*TASK GOAL*. Identify every line in the entries below that contains the string "faucet", matching case exactly, and copy each such line in full.

Saved entries:
============

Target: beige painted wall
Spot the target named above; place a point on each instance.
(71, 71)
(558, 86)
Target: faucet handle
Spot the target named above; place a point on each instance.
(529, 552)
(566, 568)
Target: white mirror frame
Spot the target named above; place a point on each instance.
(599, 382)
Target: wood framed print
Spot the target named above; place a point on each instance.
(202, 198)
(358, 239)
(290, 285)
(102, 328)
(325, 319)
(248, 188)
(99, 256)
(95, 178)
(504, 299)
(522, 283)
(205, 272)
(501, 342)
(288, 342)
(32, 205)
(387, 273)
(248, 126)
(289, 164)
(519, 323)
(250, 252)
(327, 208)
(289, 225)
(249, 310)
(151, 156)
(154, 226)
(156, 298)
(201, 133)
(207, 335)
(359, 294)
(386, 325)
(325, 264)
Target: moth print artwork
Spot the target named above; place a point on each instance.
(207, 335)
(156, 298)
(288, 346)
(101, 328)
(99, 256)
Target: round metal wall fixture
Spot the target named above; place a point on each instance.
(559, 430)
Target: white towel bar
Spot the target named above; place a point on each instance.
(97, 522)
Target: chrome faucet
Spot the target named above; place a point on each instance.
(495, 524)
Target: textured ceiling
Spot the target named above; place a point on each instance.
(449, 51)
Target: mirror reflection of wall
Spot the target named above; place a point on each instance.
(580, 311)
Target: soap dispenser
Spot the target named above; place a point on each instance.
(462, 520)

============

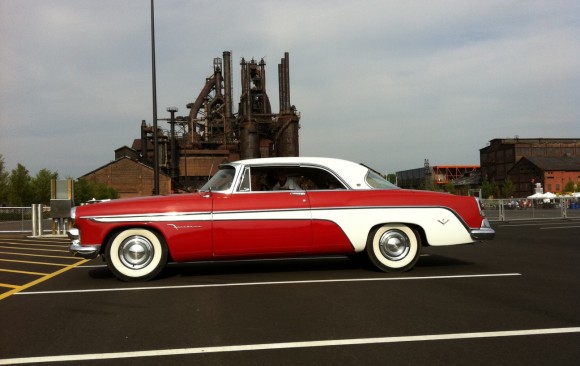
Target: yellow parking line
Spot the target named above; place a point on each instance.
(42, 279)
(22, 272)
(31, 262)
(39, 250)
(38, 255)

============

*RESULT OF THE TASK*.
Target: faucet handle
Target: chrome faucet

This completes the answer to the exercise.